(REQUIREMENT) Restate all of the material, keeping every line identical to the original.

(RECORDS FOR THIS EXERCISE)
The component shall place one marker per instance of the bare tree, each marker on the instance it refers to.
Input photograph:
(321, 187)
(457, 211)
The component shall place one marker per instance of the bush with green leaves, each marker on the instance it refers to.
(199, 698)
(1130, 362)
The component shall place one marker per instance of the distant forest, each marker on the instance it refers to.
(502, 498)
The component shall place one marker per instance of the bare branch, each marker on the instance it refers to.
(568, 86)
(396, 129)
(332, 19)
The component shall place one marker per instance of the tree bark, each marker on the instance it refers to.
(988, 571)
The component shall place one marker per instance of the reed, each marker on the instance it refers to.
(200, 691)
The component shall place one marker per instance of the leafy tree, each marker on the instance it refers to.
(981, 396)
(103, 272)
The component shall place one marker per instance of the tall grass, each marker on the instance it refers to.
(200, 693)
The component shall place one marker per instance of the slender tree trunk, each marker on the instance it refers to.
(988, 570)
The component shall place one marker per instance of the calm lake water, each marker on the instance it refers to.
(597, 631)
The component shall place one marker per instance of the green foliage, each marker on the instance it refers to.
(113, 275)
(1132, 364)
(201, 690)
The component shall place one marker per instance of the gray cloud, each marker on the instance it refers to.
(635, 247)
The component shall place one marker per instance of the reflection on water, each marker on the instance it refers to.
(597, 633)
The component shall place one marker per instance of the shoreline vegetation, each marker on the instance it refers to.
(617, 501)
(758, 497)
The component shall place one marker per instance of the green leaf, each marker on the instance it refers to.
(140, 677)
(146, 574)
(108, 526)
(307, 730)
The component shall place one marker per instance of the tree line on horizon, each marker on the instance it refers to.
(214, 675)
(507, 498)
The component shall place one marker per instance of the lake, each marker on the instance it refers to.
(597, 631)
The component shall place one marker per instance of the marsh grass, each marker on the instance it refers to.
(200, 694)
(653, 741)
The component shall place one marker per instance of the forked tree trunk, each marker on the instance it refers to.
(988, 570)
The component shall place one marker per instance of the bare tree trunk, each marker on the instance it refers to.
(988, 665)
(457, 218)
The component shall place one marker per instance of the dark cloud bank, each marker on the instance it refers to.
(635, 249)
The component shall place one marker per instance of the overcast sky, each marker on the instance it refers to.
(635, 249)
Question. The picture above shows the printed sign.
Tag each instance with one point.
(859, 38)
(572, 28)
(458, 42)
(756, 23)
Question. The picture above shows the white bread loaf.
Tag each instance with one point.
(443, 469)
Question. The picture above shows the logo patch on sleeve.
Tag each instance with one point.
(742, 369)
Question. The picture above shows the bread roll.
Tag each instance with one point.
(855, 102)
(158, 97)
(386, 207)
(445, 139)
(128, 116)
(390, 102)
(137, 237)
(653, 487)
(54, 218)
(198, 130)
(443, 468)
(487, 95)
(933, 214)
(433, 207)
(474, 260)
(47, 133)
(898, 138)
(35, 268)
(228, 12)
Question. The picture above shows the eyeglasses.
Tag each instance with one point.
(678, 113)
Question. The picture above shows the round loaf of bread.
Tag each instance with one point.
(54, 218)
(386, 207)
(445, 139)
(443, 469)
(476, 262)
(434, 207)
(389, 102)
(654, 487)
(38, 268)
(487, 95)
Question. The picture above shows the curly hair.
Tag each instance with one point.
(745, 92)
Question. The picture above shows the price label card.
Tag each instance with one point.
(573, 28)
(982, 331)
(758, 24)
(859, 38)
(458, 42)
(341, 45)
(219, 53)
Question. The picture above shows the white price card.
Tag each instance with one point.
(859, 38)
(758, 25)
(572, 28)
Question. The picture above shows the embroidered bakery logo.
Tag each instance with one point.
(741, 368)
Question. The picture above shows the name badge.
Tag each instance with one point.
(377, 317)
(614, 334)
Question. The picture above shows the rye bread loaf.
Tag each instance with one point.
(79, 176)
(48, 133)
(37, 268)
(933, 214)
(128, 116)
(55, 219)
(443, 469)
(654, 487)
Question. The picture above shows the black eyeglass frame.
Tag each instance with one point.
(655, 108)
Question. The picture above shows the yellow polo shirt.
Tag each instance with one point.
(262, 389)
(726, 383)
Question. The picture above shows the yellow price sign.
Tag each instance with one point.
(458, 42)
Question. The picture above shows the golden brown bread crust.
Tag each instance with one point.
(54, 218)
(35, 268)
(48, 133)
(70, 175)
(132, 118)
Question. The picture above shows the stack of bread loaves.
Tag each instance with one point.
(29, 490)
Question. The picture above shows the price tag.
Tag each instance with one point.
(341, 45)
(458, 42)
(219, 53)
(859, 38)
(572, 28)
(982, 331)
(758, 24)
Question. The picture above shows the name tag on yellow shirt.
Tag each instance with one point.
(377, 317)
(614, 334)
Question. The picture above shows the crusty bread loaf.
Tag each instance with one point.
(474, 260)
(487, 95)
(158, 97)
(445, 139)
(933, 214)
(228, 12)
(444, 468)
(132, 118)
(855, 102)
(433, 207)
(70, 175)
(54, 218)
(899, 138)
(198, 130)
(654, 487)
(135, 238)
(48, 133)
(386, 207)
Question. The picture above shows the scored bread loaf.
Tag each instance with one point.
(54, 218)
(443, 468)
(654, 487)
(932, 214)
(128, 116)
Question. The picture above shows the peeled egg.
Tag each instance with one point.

(OUTPUT FOR THIS TASK)
The component shall place one marker per instance of the bare tree, each marker on the instance it refers to.
Input photograph:
(321, 187)
(457, 211)
The component shall place one marker per instance of the bush with green leaves, each marker on the instance it refers to.
(199, 698)
(1130, 362)
The component shall place one marker per instance of the distant forest, each marker on the instance it refers to.
(502, 498)
The component shall place one marker per instance of the bare branch, each marker on the instance it refers to.
(568, 86)
(396, 129)
(332, 19)
The component shall place one marker per instance of the tree bark, each marker on the instance it refers to.
(988, 571)
The component shall place one marker per instance of the reed, each marker on the instance it refers to.
(200, 691)
The component shall place one marker per instance of the leafy tree, each marker on the instance it refers to.
(981, 396)
(103, 272)
The component shall place one marker per instance of the tall grass, each marker on the instance it refers to.
(200, 693)
The component shall place one marker per instance of the slender tree trunk, each marker on the instance it refers to.
(988, 570)
The component shall place one marker per instance of the calm lake water, each marker on the instance it refers to.
(597, 631)
The component shall place one marker per instance of the green foliage, each marker on the instance it refers to.
(113, 275)
(1132, 364)
(201, 690)
The component shall place one marker per instance of the gray cloud, each marker on the instance it refers to.
(635, 247)
The component shall place one marker per instance of the reflection on water, each marker on the instance it refers to.
(597, 633)
The component shall place one marker per instance of the shoreline vegetation, each marker on the instance it refers to.
(617, 501)
(758, 497)
The component shall place one marker per instance of the green leaf, each marker on the instance it refers to.
(140, 677)
(146, 574)
(108, 526)
(307, 730)
The component shall place one marker per instance of the tree line on horizon, each marker on the instance it refers to.
(214, 675)
(507, 498)
The component shall place one marker per instance of the lake, each marker on the instance it refers to.
(597, 631)
The component shall place one marker per instance of the marsh grass, each marker on the instance it refers to.
(200, 694)
(653, 741)
The component shall place one marker per instance of the forked tree trunk, each marker on the instance it refers to.
(988, 570)
The component shall place one marker per instance of the bare tree trunk, each marker on the instance it refers to.
(988, 665)
(457, 218)
The component shall place one marker per instance of the dark cloud bank, each marker on the instance it refers to.
(635, 249)
The component shall place one marker per instance of the overcast sky, each marker on the instance it refers to.
(635, 249)
Question. The picture above shows the printed sign.
Tag each instance with one point.
(859, 38)
(572, 28)
(458, 42)
(756, 23)
Question. The picture above shows the white bread loaf.
Tag each instance with one point.
(443, 469)
Question. The picture above shows the logo patch on sleeve.
Tag each instance with one point.
(742, 369)
Question. The picture above shows the bread roll.
Tag each instance with one point.
(855, 102)
(158, 97)
(386, 207)
(445, 139)
(128, 116)
(390, 102)
(137, 237)
(653, 487)
(54, 218)
(198, 130)
(443, 468)
(487, 95)
(933, 214)
(433, 207)
(474, 260)
(47, 133)
(898, 138)
(35, 268)
(228, 12)
Question. The picture above shows the eyeglasses.
Tag each instance with one point.
(678, 113)
Question. The picture above shows the round loaf of bread.
Tag each instance with one point.
(54, 218)
(386, 207)
(445, 139)
(443, 469)
(476, 262)
(434, 207)
(389, 102)
(654, 487)
(38, 268)
(487, 95)
Question. The picture above shows the curly hair.
Tag each instance with one point.
(745, 92)
Question. The picture above shows the price label card.
Tag each instance with one point.
(573, 28)
(982, 331)
(758, 24)
(859, 38)
(458, 42)
(341, 45)
(219, 53)
Question. The picture above shows the white price card.
Tag each instance with one point.
(859, 38)
(758, 25)
(572, 28)
Question. The picture above shows the embroidered bakery logo.
Tag each instance with one point.
(741, 368)
Question. The picture above shows the name badge.
Tag each instance with one point.
(377, 317)
(614, 334)
Question. The picture above shows the rye bread loaf.
Tag each instance with one point.
(79, 176)
(48, 133)
(37, 268)
(933, 214)
(128, 116)
(55, 219)
(443, 469)
(654, 487)
Question. The picture above shows the black eyeglass frame.
Tag each instance with one point.
(655, 108)
Question. The picture above shows the yellow polo shirt.
Tag each instance with one point.
(262, 389)
(726, 383)
Question. The picture above shows the yellow price sign.
Tag each instance with one point.
(458, 42)
Question. The picture above shows the golden brown bread crust.
Tag each instance with one point.
(54, 218)
(35, 268)
(48, 133)
(70, 175)
(132, 118)
Question. The picture above shows the stack of bread loaves.
Tag each instance with one point.
(29, 490)
Question. The picture above shows the price tag.
Tag each instance with one point.
(341, 45)
(458, 42)
(219, 53)
(859, 38)
(572, 28)
(982, 331)
(758, 24)
Question. The picture above shows the name tag on yellow shirt.
Tag each instance with one point.
(377, 317)
(614, 334)
Question. The picture above shows the crusty bread loaf.
Tag each instance with one point.
(474, 260)
(487, 95)
(158, 97)
(445, 139)
(933, 214)
(228, 12)
(444, 468)
(132, 118)
(855, 102)
(433, 207)
(70, 175)
(54, 218)
(899, 138)
(198, 130)
(654, 487)
(135, 238)
(48, 133)
(386, 207)
Question. The picture above shows the scored bread loaf.
Tag each instance with one point.
(54, 218)
(443, 468)
(654, 487)
(932, 214)
(128, 116)
Question. The picture above shows the peeled egg.
Tag each instance with one point.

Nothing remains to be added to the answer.